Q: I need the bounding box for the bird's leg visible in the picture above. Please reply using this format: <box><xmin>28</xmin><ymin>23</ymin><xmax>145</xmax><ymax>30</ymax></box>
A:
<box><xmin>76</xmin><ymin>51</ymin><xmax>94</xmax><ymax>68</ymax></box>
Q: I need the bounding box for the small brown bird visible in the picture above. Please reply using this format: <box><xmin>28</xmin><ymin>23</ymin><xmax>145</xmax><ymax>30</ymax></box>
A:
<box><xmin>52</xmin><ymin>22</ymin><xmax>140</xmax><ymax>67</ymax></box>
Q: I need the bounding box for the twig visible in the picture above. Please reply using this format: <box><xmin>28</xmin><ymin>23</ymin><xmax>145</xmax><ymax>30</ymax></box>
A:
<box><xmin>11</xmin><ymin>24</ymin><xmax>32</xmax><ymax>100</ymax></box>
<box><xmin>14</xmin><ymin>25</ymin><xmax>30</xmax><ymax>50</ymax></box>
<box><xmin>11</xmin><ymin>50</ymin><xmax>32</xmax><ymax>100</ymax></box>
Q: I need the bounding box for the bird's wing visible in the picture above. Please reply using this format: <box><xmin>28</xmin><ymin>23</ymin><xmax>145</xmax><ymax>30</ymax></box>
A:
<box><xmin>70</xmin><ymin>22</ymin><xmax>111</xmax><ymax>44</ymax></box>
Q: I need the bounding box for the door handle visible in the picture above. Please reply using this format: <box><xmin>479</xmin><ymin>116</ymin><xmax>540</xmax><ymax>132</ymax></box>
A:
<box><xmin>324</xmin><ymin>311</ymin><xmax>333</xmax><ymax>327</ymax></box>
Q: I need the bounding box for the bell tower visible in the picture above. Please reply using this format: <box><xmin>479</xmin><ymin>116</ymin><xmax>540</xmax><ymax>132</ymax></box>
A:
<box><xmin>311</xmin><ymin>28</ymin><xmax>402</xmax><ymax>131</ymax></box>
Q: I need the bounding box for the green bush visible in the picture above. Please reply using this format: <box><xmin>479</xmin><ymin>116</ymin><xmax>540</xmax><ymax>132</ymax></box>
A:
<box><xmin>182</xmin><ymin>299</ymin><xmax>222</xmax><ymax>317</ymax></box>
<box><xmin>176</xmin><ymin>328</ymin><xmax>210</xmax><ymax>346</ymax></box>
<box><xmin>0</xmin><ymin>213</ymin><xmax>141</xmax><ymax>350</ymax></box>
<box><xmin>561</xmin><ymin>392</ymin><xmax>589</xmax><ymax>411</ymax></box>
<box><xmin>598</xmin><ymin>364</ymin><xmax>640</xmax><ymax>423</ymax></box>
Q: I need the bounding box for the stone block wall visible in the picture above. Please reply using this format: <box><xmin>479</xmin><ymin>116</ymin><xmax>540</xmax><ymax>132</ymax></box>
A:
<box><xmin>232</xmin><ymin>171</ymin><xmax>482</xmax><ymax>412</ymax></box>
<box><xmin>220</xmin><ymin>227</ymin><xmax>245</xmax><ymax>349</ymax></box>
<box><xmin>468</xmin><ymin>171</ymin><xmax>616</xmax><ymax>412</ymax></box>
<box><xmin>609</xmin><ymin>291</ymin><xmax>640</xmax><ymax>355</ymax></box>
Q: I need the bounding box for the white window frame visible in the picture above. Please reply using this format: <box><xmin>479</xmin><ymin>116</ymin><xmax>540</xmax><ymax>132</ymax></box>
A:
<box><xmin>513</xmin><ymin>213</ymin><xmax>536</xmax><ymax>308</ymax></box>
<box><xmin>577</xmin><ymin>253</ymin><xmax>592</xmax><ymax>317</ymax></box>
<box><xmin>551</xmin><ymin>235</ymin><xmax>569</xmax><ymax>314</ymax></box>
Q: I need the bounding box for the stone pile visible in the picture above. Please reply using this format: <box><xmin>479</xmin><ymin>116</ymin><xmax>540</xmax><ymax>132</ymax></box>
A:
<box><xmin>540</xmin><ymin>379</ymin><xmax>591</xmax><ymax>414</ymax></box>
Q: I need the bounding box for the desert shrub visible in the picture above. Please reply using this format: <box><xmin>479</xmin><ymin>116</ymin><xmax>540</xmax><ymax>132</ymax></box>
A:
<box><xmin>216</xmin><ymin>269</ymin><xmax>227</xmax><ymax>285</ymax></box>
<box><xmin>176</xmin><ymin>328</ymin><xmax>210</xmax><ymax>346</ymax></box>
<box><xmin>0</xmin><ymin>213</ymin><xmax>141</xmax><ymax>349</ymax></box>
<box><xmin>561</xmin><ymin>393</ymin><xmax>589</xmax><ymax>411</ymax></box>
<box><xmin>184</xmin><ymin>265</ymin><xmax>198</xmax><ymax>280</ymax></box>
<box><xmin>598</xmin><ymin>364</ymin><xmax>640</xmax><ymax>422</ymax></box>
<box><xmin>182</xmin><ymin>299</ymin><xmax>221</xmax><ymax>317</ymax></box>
──────────────────────────────
> TO DO
Please swap "desert shrub" for "dry bush" in the lines starting with the one that contains "Q: I need the bounding box for the desert" and going on through the end of the items, and give back only those lines with everything else left the same.

> COMPLETED EXERCISE
Q: I need the bounding box for the dry bush visible in the picture above. Please reply using this format: <box><xmin>479</xmin><ymin>116</ymin><xmax>540</xmax><ymax>132</ymax></box>
A:
<box><xmin>216</xmin><ymin>269</ymin><xmax>227</xmax><ymax>285</ymax></box>
<box><xmin>176</xmin><ymin>328</ymin><xmax>210</xmax><ymax>346</ymax></box>
<box><xmin>0</xmin><ymin>213</ymin><xmax>141</xmax><ymax>349</ymax></box>
<box><xmin>561</xmin><ymin>393</ymin><xmax>589</xmax><ymax>411</ymax></box>
<box><xmin>184</xmin><ymin>265</ymin><xmax>198</xmax><ymax>280</ymax></box>
<box><xmin>598</xmin><ymin>364</ymin><xmax>640</xmax><ymax>422</ymax></box>
<box><xmin>182</xmin><ymin>299</ymin><xmax>221</xmax><ymax>317</ymax></box>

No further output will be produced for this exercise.